> Study questions:
A. According to the excerpt on gray matter image processing, what sigma did the isotropic Gaussian kernel used for smoothing have?
B. Using the excerpt on gray matter image processing, explain why the analysis relies on gray matter volume estimates rather than gray matter density maps.

> Document excerpt:
__________

GMV image processing was performed using FSL- voxel based morphometry (VBM) (Douaud et al., 2007) (http://fsl.fmrib.ox.ac.uk/fsl/fslwiki/FSLVBM), an optimized VBM protocol (Good et al., 2001) carried out with FSL tools (S. M. Smith et al., 2004). First, structural images were brain-extracted and gray matter-segmented before being registered to the MNI 152 standard space using non-linear registration (Andersson, Jenkinson, & Smith, 2007). The resulting images were averaged and flipped along the x-axis to create a left-right symmetric, study-specific gray matter template. Second, all native gray matter images were non-linearly registered to this study-specific template and “modulated” to correct for local expansion (or contraction) due to the non-linear component of the spatial transformation. The modulated gray matter images were then smoothed with an isotropic Gaussian kernel with a sigma of 2 mm. Generally, Jacobian modulated gray matter values are referred to as gray matter volume, while unmodulated images are referred to as gray matter density maps (Eckert et al., 2006). The latter density maps are susceptible to poor registration as they reflect the proportion of gray matter relative to other tissue types within a region. Thus, here, we focus on gray matter volume estimates to investigate gray matter alteration.

__________

Source data
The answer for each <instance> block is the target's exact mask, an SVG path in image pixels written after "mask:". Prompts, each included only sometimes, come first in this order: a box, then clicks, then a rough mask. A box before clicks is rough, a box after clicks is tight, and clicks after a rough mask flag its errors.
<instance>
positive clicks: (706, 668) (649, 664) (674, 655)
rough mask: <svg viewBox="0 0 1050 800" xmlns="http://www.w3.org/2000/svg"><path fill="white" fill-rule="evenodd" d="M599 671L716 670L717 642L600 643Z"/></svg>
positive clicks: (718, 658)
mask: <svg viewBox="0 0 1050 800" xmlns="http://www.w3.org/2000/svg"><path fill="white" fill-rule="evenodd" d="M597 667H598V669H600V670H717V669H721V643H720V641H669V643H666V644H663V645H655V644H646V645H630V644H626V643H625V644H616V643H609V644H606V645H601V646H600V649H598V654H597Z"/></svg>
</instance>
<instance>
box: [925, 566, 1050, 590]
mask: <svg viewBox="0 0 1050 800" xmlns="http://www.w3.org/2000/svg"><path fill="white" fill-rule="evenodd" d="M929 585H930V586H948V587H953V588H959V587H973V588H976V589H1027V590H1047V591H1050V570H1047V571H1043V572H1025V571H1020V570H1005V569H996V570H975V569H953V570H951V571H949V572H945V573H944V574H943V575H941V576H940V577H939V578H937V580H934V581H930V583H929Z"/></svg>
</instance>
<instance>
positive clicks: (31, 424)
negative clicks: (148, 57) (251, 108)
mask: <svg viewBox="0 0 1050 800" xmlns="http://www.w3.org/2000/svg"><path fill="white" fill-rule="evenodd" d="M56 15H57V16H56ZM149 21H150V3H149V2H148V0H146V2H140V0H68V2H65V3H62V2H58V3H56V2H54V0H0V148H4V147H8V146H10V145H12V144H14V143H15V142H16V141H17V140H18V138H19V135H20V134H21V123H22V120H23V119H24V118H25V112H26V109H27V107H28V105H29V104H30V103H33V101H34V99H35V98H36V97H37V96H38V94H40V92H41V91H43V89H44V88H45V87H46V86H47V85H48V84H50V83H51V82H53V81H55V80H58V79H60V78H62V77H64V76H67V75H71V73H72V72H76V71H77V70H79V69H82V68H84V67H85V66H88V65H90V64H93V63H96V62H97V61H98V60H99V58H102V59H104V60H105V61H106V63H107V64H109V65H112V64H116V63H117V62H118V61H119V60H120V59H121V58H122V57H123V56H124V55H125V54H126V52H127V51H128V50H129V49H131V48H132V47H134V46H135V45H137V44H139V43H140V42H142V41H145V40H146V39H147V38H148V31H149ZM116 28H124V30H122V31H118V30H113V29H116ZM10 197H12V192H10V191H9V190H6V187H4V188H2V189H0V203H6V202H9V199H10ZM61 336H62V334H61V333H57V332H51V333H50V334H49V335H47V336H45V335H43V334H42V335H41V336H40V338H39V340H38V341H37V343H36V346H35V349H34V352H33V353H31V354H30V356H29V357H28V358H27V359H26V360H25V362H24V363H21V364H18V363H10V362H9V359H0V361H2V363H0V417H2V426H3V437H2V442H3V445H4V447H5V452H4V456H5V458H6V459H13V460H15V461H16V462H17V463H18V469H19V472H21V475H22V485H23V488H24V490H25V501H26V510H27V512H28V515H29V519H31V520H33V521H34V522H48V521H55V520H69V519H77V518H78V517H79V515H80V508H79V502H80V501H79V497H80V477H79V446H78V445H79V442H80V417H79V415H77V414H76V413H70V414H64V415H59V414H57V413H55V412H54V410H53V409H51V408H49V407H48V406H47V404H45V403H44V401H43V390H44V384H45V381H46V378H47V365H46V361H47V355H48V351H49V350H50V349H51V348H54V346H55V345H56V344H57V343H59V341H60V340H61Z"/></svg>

__________

> Responses to the tasks:
A. 2 mm.

B. Unmodulated gray matter density maps are susceptible to poor registration because they reflect the proportion of gray matter relative to other tissue types within a region. For this reason, the analysis uses Jacobian-modulated gray matter volume estimates to investigate gray matter alteration.